* **Object point labels**:

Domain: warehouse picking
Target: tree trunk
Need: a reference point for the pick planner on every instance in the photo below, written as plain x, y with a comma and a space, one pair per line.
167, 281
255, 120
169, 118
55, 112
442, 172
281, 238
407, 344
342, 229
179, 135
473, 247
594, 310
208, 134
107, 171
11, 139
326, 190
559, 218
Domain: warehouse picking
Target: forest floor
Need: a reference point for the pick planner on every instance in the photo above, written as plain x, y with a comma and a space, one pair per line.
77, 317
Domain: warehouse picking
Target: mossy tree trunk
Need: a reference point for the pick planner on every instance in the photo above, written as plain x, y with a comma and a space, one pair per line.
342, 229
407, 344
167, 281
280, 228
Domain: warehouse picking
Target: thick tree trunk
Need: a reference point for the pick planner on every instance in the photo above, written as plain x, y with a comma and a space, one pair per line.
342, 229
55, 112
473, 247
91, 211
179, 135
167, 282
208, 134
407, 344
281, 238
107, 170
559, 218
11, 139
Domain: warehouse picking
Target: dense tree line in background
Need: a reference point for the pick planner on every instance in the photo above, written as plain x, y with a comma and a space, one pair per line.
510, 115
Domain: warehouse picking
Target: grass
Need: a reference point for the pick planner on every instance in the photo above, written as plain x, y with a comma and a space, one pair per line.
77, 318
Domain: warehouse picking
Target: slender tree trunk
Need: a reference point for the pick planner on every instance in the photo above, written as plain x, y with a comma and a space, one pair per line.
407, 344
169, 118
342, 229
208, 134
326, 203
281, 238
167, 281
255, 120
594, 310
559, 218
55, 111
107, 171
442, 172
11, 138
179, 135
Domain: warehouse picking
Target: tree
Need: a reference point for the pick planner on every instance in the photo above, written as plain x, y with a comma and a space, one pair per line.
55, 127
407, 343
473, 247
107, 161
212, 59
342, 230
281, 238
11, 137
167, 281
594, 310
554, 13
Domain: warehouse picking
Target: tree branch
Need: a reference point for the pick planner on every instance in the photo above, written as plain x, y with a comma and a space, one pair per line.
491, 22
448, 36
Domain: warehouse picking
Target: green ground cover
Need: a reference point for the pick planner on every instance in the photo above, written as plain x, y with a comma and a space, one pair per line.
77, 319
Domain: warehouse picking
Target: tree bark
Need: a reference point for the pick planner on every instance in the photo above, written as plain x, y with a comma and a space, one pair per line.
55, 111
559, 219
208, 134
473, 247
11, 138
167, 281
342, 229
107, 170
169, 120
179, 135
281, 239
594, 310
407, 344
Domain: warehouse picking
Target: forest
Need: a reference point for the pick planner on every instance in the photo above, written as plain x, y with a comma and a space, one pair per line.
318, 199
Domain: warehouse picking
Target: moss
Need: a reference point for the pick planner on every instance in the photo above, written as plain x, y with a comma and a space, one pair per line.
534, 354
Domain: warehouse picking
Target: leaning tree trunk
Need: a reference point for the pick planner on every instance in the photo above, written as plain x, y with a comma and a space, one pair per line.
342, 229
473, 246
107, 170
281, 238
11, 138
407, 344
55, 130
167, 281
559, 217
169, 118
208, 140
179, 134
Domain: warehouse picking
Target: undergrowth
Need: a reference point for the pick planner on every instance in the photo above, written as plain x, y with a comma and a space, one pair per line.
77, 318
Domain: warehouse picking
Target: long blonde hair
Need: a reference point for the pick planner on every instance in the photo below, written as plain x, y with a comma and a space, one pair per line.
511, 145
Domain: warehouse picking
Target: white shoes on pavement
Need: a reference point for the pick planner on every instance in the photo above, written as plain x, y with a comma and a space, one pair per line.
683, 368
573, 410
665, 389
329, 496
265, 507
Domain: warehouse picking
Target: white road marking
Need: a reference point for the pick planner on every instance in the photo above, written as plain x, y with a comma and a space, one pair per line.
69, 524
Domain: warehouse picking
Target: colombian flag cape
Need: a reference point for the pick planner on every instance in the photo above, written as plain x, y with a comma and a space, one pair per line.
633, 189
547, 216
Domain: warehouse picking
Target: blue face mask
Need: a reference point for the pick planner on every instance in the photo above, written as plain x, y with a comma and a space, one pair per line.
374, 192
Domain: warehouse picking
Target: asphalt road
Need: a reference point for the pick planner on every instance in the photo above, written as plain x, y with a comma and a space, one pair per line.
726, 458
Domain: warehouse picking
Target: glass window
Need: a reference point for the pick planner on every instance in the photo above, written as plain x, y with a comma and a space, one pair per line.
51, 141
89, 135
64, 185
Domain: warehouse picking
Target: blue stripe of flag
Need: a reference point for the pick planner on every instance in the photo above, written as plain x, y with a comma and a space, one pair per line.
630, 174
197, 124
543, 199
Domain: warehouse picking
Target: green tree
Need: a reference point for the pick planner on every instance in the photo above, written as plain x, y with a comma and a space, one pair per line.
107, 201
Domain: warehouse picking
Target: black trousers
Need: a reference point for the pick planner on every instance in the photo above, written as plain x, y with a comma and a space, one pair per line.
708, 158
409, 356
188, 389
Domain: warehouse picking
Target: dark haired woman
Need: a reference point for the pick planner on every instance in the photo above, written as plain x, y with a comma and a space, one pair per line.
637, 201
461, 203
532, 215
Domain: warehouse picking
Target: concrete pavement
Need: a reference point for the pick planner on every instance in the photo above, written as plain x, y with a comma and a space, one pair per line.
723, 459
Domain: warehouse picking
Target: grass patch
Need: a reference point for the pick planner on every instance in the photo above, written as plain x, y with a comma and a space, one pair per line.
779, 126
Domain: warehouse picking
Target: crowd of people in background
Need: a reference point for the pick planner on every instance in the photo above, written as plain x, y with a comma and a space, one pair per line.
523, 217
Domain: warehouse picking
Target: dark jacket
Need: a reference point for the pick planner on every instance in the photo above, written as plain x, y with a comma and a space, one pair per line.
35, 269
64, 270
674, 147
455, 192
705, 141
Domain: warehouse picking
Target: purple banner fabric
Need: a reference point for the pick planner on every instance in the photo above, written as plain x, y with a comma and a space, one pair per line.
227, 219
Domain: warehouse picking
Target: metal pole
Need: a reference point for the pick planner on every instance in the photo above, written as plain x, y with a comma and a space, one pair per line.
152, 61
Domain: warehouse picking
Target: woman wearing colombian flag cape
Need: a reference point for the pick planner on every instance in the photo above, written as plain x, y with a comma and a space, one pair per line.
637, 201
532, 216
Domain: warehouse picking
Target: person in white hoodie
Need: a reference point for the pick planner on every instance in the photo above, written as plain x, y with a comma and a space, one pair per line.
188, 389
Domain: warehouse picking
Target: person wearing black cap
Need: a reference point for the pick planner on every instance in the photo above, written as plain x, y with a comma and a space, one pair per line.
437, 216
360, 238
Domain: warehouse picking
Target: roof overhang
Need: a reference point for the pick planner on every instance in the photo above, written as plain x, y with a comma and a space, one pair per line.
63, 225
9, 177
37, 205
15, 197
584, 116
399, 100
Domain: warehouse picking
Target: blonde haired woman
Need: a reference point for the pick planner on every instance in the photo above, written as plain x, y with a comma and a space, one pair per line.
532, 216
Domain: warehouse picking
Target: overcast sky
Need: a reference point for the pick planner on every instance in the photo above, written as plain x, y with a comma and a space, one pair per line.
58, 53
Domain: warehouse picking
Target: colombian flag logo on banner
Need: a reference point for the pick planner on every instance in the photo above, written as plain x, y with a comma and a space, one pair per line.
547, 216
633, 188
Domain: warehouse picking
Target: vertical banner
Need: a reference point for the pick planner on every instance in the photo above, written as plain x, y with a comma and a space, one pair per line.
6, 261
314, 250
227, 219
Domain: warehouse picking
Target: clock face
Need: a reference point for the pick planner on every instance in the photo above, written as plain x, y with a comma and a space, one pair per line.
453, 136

* **Set exercise**:
Transcribe every entry exactly, omitting nothing.

* **Exercise answer**:
Domain: warehouse picking
Target: tree trunk
Need: a reference point for the pick planner on every instance in the photo below, written as plain x, y with a comma and a space, one pair per line.
167, 281
255, 120
169, 118
55, 112
442, 172
281, 238
407, 344
342, 229
179, 135
473, 247
594, 310
208, 134
107, 171
11, 139
326, 190
559, 218
Domain: warehouse picking
Target: forest floor
Need: a reference point for the pick planner on every instance in the photo above, written as plain x, y with a comma and a space, one pair per line.
77, 317
Domain: warehouse picking
Target: mossy tree trunk
Need: a reference point for the pick planner on every instance in the photo above, written as plain x, y with a comma and a space, one pair per line.
342, 229
407, 344
167, 281
280, 228
Domain: warehouse picking
Target: thick tree trunk
Need: a reference point for the pick planner on every instance in the photo above, written as plain x, y with a comma and a space, one pair per line.
342, 229
55, 112
473, 247
91, 211
179, 135
167, 282
208, 134
407, 344
281, 238
107, 170
559, 218
11, 139
Domain: warehouse picking
Target: dense tree line in background
Need: a reference point for the pick planner on every instance in the photo above, written as plain x, y with a comma and a space, one pair per line.
510, 115
Domain: warehouse picking
Target: grass
Need: a reference point for the pick planner on every instance in the photo above, written as plain x, y with a comma and a space, one pair per line.
77, 318
Domain: warehouse picking
Target: slender tree trunk
Need: a reference point for the pick planner on every instance in the photo above, written as plain x, y with a comma and a space, one pair per line.
407, 344
169, 118
342, 229
208, 134
326, 203
281, 238
167, 281
255, 120
594, 310
559, 218
55, 111
107, 171
442, 172
11, 138
179, 135
Domain: warehouse picking
Target: tree
Need: a reference point for the pick planner on every instance in the photo above, written as plain x, y with a comma and a space, one pair per line.
55, 127
407, 343
473, 247
107, 161
212, 59
342, 230
281, 238
11, 137
167, 281
594, 310
554, 13
Domain: warehouse picking
Target: tree branch
Need: a reference point for the pick planner on every instance in the photo above, written as plain x, y with a comma and a space, one pair per line.
491, 22
448, 36
Domain: warehouse picking
Target: green ground cover
Need: a reference point for the pick planner on every instance in the photo above, written as plain x, y with a comma and a space, one pair per line.
77, 319
Domain: warehouse picking
Target: tree bark
Need: a reference point for the pick planner on every instance in the photo above, written as plain x, y with a comma and a space, one pair per line.
55, 111
559, 219
208, 134
473, 247
11, 138
167, 281
342, 229
107, 170
169, 120
179, 135
281, 239
594, 310
407, 344
Domain: warehouse picking
Target: forest
Need: a reference point for the pick planner on every instance in the photo above, written as plain x, y with a comma and a space, one pair per line.
318, 199
Domain: warehouse picking
Target: moss
Need: a reference point for the pick planner on every instance in the photo above, written as plain x, y with a comma and a space, one pair per line.
534, 354
Domain: warehouse picking
Target: leaning tree trunk
Need: a reference point for the pick planner on every instance in the photo above, written as plain x, y with a comma and a space, one pair per line.
342, 229
473, 246
107, 170
281, 238
11, 138
407, 344
55, 130
167, 281
559, 217
169, 118
208, 140
179, 134
Domain: warehouse picking
Target: undergrowth
Need: a reference point for the pick planner on every instance in the photo above, written as plain x, y with a comma and a space, one pair per line.
77, 318
Domain: warehouse picking
Target: long blonde hair
Need: a reference point for the pick planner on every instance in the photo below, written as plain x, y with a comma and a space, one pair per line.
511, 145
Domain: warehouse picking
Target: white shoes on pavement
Need: a reference point for the pick planner on every instance in the photo above, written as plain x, y with a comma and a space, one pair per line.
683, 368
573, 410
665, 389
329, 496
265, 507
Domain: warehouse picking
Target: white road marking
Need: a reference point for the pick planner on every instance in the photo above, written as plain x, y with a comma and a space, one pair per line.
69, 524
Domain: warehouse picking
Target: colombian flag cape
Need: a reference point for the pick planner on every instance in the photo above, written as plain x, y with a comma and a space, one pair per line.
633, 189
547, 216
Domain: warehouse picking
Target: blue face mask
Need: a reference point for the pick planner on every instance in the photo above, written as plain x, y with a comma and a space, one pair per line.
374, 192
Domain: warehouse picking
Target: asphalt road
Need: a reference point for the pick planner on every instance in the photo above, written as plain x, y with a comma and a space, one pair per line.
726, 458
Domain: warehouse picking
Target: glass window
Need: a reference point for the pick planner on every instance in the photo above, written as plain x, y with a comma and a space, one pair per line.
51, 141
89, 135
64, 185
Domain: warehouse picking
Target: blue stripe of flag
Need: a reference point for the pick planner on every instance in the photo above, written as plain x, y with a comma and a space, one pair per line.
630, 174
197, 124
543, 199
Domain: warehouse picking
Target: green tree
Need: a reference point for the pick planner on every instance in the photo above, written as plain x, y with a comma and a space, one pair per line.
107, 201
Domain: warehouse picking
Target: black trousers
Need: a reference point for the pick planner on every instance in the photo above, written as plain x, y with a comma and a space, one pair per line.
708, 158
409, 356
188, 389
Domain: warehouse picking
Target: dark haired woman
Need: a reference point for the pick planner on every instance in the photo above, written as plain x, y with a comma and a space, one pair per line.
637, 201
461, 203
532, 215
Domain: warehouse picking
Target: concrete pavement
Need: a reference point for the pick planner on every instance in the photo above, written as plain x, y with a comma and a space, one pair per line.
723, 459
Domain: warehouse picking
Target: grass patch
Need: a reference point for the pick planner on every instance in the photo above, written as plain x, y with a comma and a space, one pair per line.
779, 126
Domain: warehouse picking
Target: crowd of people in background
Need: a reference point for the pick planner on every instance in the photo above, written as plain x, y with a comma and a space, one pair per line.
523, 217
Domain: warehouse picking
Target: dark jacket
Need: a reference point for the pick planner on every instance in the photo above, written as plain x, y with a comma and a space, one pair per line.
35, 269
64, 270
674, 147
455, 192
705, 141
Domain: warehouse picking
Target: purple banner fabric
Need: a reference point for the pick planner on every instance in the photo above, written as plain x, y with a comma and a space, one pair per line.
227, 219
Domain: warehouse picking
Target: metal pole
Need: a reference point for the pick planner on every instance in the photo above, written as plain x, y with a comma and a space, one pair per line.
152, 61
Domain: warehouse picking
Target: woman wearing colombian flag cape
Need: a reference point for the pick planner on every instance in the photo above, written as plain x, y with a comma and a space, one pair per line.
637, 201
532, 216
Domain: warehouse picking
Target: person in white hoodie
Need: a reference point for the pick planner on every instance in the photo above, written as plain x, y with a comma and a space, one pair per line.
188, 389
Domain: warehouse picking
Target: person wearing black cap
Need: a reference point for the pick planner on every instance in the photo above, written as plain x, y with a comma and a space, one pair per line.
437, 216
360, 238
Domain: warehouse picking
Target: roof overhang
Need: a reference point for the pick planner on every instance in the photo above, written as plain x, y with a comma and a space, one pair per line.
63, 225
9, 177
37, 205
15, 197
584, 116
399, 100
Domain: warehouse picking
Target: blonde haired woman
Need: a reference point for the pick planner on every instance in the photo above, written as plain x, y with a comma and a space, one pair per line.
532, 216
Domain: warehouse picking
Target: overcast sky
Need: a reference point for the pick planner on every instance in the photo above, written as plain x, y with a comma and a space, one pair per line.
58, 53
Domain: warehouse picking
Target: colombian flag logo on banner
Need: a reference point for the pick planner on every instance in the photo above, written as plain x, y with a comma and a space, one pair per line.
547, 216
633, 188
Domain: warehouse picking
Target: vertical banner
Need: a reference point for the pick planner on every instance in the photo above, written as plain x, y with a comma and a space, one pair per line.
6, 261
314, 250
227, 219
Domain: warehouse picking
Target: clock face
Need: a reference point for the pick planner on every instance in the photo above, written as plain x, y with a comma and a space, one pair per line.
453, 136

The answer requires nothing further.